*Request 1*
Identify each line of the records below that contains the string "pygmy", and copy those lines. Case counts.

------------------------------------------------------------------------

UK Parliament / Open data

Pension Schemes Bill [HL]

My Lords, I only very recently decided to speak on the Bill. Unfortunately, due to other commitments, I was unable to attend any of the meetings with the Minister—but that will be forthcoming in due course. But here are my initial thoughts on what I have found out so far as, I suppose, a newcomer to pensions.

I agree with all the Bill’s general intentions, but there are some areas where I do not think it has gone far enough and many where pensioners’ security will depend on regulations that we have very little policy guidance on, or reassurance about, in the Bill. I note that the Minister said that we will have illustrative regulations, but we need the shape of the policy and how far in the future those regulations can or cannot

go outlined in the Bill. I hope that, once they are written, something can be adduced from them and reflected backwardly.

Collective money purchase schemes seem entirely sensible for well-known reasons that have already been explained. They enable longevity and other risks to be pooled, and they potentially allow a more consistent investment policy. That is the theory, at least, but it has to be recognised, especially in the potential case of smaller schemes, that the pooled advantages can be undermined by too many transfers out, or even the equivalent of a run by older members. What safeguards are there? Can the Minister say whether this will be kept under watch and count as an “event” to trigger the operation of some safeguards or a continuity plan?

It is clear that a person who has the power to take decisions under the scheme, or a trustee, can intervene to indicate that, for example, the fund should be wound up—but what if they do not give such an indication? How is the regulator to know and intervene; is it only through obtaining valuations and making directions under Clause 23, or are there other mechanisms that make sure that the regulator is well informed?

What is the role of the viability statement in this regard? Is it a specific matter to be reported to the regulator, and, if not, why not? Will schemes be expected to have provisions for lock-in periods or redemption windows? The questions now being asked about investment fund redemptions, following the run on the illiquid Woodford funds, are mirrored here—with the slant, as the noble Lord, Lord Sharkey, and others, have pointed out, that the older generation has the whip hand. I agree very much with the noble Baroness, Lady Altmann, that these new schemes are a halfway house. Something is missing, some kind of capital provision or buffer so that when there is trouble, there is something to call on, rather than seeing those still in the scheme left in the lurch by those old enough to do a runner.

------------------------------------------------------------------------

*Request 2*
Copy the passage of the Lords speech on the Pension Schemes Bill above, from "Pension Schemes Bill" to "and reflected backwardly.".

Coordinate labeling data
------------------------------------------------------------------------

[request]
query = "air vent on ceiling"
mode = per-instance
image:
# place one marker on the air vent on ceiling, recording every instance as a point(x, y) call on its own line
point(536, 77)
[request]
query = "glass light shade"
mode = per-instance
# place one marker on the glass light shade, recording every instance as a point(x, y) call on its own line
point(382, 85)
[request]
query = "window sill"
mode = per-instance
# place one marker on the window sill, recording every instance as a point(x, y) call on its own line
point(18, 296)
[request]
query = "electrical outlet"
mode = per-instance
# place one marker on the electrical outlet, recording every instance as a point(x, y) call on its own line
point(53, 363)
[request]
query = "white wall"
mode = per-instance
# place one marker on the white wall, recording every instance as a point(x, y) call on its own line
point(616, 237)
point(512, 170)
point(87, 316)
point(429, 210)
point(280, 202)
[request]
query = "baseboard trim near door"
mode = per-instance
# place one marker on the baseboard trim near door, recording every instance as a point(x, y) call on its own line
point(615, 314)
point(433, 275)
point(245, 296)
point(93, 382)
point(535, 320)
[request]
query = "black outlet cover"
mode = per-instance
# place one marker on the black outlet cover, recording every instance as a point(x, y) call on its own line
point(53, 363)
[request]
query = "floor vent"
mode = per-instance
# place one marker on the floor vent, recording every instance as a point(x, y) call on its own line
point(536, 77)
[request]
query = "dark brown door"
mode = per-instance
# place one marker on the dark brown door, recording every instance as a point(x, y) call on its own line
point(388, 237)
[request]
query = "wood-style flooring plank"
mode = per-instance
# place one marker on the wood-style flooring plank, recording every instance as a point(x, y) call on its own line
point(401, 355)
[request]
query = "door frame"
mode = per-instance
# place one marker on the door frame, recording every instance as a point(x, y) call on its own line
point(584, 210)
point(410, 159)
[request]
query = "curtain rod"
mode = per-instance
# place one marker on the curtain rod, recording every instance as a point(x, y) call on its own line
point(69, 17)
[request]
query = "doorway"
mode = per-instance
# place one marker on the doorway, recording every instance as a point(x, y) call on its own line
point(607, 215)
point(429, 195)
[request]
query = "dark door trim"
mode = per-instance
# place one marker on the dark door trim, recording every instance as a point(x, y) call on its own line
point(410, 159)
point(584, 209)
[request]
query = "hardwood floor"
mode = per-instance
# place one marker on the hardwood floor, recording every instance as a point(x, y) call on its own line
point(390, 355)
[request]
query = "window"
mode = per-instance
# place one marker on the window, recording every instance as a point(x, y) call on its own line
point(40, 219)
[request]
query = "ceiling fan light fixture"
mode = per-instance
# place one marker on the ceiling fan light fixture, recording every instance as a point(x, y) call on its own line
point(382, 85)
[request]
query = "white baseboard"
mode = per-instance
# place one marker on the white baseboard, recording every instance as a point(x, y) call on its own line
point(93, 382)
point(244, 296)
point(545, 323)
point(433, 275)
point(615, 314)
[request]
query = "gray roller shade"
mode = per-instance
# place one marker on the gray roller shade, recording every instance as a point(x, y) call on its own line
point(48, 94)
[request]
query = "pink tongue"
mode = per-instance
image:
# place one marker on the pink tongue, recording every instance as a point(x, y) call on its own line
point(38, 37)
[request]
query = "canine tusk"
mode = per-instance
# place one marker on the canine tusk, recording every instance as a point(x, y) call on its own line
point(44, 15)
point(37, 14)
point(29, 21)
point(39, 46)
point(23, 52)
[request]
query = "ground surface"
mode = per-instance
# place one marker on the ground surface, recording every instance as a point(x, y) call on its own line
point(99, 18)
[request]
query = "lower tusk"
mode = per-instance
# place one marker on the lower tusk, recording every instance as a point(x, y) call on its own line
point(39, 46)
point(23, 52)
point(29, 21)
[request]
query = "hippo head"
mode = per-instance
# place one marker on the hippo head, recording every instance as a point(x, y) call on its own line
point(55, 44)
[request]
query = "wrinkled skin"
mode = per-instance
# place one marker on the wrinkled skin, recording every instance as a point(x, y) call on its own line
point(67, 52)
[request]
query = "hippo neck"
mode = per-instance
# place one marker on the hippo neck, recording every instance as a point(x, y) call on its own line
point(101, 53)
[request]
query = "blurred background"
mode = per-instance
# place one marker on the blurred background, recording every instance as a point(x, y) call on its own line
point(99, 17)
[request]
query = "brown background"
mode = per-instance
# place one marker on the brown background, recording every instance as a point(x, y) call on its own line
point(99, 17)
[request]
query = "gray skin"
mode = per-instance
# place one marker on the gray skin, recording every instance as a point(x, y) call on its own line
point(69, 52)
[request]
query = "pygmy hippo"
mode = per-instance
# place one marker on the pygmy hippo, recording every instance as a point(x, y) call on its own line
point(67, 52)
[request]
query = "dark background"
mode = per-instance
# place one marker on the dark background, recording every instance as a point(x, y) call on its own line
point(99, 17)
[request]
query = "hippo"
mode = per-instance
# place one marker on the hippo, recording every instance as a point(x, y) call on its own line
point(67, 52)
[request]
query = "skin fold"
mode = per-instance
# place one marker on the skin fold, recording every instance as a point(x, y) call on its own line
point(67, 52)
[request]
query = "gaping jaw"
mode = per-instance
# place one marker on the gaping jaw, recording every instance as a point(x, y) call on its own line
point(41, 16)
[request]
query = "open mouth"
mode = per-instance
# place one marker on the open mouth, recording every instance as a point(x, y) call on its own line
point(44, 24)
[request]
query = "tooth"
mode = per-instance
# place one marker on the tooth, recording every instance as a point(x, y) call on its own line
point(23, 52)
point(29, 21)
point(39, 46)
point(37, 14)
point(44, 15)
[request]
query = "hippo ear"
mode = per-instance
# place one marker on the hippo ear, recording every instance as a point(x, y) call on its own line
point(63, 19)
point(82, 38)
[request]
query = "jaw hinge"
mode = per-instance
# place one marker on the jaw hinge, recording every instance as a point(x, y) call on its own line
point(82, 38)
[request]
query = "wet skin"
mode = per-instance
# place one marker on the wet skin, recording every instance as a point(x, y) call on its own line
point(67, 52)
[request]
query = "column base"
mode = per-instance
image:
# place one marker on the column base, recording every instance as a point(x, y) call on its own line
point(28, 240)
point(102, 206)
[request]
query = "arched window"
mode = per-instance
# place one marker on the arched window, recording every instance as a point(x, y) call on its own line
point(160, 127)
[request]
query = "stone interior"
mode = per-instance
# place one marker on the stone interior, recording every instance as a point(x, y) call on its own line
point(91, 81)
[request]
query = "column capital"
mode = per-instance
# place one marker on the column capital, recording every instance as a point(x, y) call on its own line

------------------------------------------------------------------------

*Full solution 1*
query = "pygmy hippo"
# place one marker on the pygmy hippo, recording every instance as a point(x, y) call on its own line

*Full solution 2*
Pension Schemes Bill [HL]

My Lords, I only very recently decided to speak on the Bill. Unfortunately, due to other commitments, I was unable to attend any of the meetings with the Minister—but that will be forthcoming in due course. But here are my initial thoughts on what I have found out so far as, I suppose, a newcomer to pensions.

I agree with all the Bill’s general intentions, but there are some areas where I do not think it has gone far enough and many where pensioners’ security will depend on regulations that we have very little policy guidance on, or reassurance about, in the Bill. I note that the Minister said that we will have illustrative regulations, but we need the shape of the policy and how far in the future those regulations can or cannot

go outlined in the Bill. I hope that, once they are written, something can be adduced from them and reflected backwardly.